▶ **Exercise task 1**:
Please repeat the listing word for word, from the line containing "Guideline: for each instance of the woman" down through the end of the listing, with the pictures left out.

** Start Page **

# I’m I the only one who has goat socks



## The Goat (8 mo ago)

On my birthday I got goat socks!  and I love them I’m I the only one


----------



## The Goat (8 mo ago)




----------



## MellonFriend (Aug 8, 2017)

Those are adorable! I love them! I do have a pair of goat socks. They say "you've goat to be kidding me" on them. 😆


----------



## The Goat (8 mo ago)

lol I love that line


----------



## Doe C Doe boers! (6 mo ago)

I don’t! Love them tho!


----------



## The Goat (8 mo ago)

Doe C Doe boers! said:


> I don’t! Love them tho!


Ummm was that a typo or….


----------



## KY Goat Girl (12 mo ago)

I think she was saying no she doesn’t have a pair of goat socks but she loves yours. Right Doe C Doe?


----------



## The Goat (8 mo ago)

KY Goat Girl said:


> I think she was saying no she doesn’t have a pair of goat socks but she loves yours. Right Doe C Doe?


Ok thanks k Y goat girl


----------



## Doe C Doe boers! (6 mo ago)

Yup you are right KY goat girl


----------



## toth boer goats (Jul 20, 2008)

Those are cute. 😂


----------



## The Goat (8 mo ago)

toth boer goats said:


> Those are cute.


Thanks


----------



## Goatastic43 (Jun 11, 2021)

I have a pair too lol. They´re fun to wear.


----------



## The Goat (8 mo ago)

Yes lol


----------

** End Page **

▶ **Exercise task 2**:
Name each distinct user who posts in the goat socks thread.

** Start Source records **

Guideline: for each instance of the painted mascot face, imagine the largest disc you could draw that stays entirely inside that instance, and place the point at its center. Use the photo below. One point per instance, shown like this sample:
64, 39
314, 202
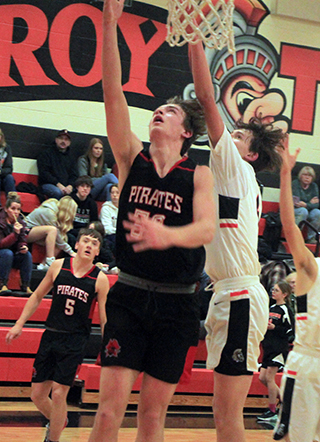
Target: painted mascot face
246, 96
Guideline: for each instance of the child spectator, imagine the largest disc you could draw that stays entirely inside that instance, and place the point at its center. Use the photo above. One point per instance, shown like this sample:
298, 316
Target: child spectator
87, 210
291, 280
276, 345
109, 215
59, 214
106, 255
306, 200
14, 251
6, 178
92, 164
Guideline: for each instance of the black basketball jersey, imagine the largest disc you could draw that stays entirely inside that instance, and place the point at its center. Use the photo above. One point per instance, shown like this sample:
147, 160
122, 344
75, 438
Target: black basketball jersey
73, 300
167, 200
283, 333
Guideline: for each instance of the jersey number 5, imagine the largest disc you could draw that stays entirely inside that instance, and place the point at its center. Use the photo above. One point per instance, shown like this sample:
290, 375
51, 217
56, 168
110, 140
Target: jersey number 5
69, 310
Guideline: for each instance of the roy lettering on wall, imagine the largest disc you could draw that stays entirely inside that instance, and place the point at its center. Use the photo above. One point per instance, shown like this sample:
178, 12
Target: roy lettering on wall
57, 38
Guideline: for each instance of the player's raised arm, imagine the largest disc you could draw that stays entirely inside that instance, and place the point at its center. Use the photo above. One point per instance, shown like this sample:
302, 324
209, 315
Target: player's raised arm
102, 289
125, 145
205, 92
303, 258
33, 302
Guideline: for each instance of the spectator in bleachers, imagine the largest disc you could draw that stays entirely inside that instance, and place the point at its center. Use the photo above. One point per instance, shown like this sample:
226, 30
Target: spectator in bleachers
59, 214
6, 178
14, 252
87, 209
291, 280
93, 164
106, 255
56, 167
276, 345
306, 200
109, 215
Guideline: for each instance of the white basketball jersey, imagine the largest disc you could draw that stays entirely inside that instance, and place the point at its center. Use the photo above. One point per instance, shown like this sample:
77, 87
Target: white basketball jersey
233, 251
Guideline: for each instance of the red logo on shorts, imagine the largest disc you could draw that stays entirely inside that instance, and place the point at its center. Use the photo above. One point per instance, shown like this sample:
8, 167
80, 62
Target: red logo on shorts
112, 348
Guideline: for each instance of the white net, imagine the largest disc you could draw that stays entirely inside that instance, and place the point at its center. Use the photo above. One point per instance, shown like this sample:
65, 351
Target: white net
209, 20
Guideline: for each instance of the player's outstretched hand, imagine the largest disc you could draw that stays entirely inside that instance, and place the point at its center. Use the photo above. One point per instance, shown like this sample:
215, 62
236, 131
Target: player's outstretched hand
13, 333
145, 234
113, 9
288, 160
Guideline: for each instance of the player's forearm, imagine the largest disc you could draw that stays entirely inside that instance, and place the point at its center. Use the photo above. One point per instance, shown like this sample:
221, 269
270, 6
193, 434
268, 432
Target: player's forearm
111, 64
29, 309
201, 73
205, 92
286, 200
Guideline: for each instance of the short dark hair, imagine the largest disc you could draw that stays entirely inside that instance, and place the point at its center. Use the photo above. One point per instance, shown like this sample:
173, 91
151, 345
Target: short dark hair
266, 141
194, 120
98, 226
90, 232
12, 197
84, 179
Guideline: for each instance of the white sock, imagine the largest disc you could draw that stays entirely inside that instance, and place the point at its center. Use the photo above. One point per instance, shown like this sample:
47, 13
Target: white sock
49, 261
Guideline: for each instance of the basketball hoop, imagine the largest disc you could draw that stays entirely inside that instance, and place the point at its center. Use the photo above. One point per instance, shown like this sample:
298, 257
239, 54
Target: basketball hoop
209, 20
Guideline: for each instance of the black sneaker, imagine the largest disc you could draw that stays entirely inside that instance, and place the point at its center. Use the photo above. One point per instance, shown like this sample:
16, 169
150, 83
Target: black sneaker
268, 416
280, 431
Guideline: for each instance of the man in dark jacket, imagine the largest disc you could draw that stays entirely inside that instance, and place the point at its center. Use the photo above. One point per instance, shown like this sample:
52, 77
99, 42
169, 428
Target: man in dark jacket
56, 167
6, 178
87, 210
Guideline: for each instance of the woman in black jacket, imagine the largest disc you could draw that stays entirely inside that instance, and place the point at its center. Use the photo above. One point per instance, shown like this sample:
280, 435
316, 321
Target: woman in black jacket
14, 252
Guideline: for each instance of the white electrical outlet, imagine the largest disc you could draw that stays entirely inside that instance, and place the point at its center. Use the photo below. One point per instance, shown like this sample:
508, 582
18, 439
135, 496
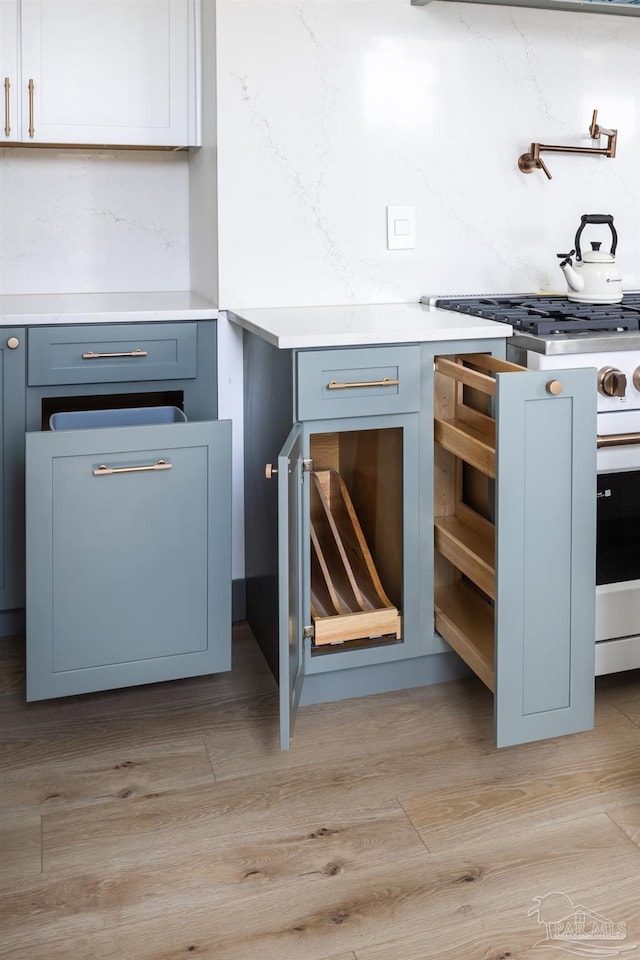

** End Source records **

▶ **Complete answer 1**:
Guideline: for each instance of the woman in black jacket, imagine the largest disc you could draw that stays entirely inside that instance, and place the point at its center. Use the photo above. One point per instance, shown like this sample:
280, 435
316, 321
Target: woman in black jacket
14, 252
Guideline: for each instance of the white electrical outlet, imagine the largest disc you could draw that stays entirely inside that instance, and place the point at its center. Use the photo below. One point per instance, shown like this sample:
508, 582
18, 439
135, 496

▶ **Complete answer 2**:
The Goat
MellonFriend
Doe C Doe boers!
KY Goat Girl
toth boer goats
Goatastic43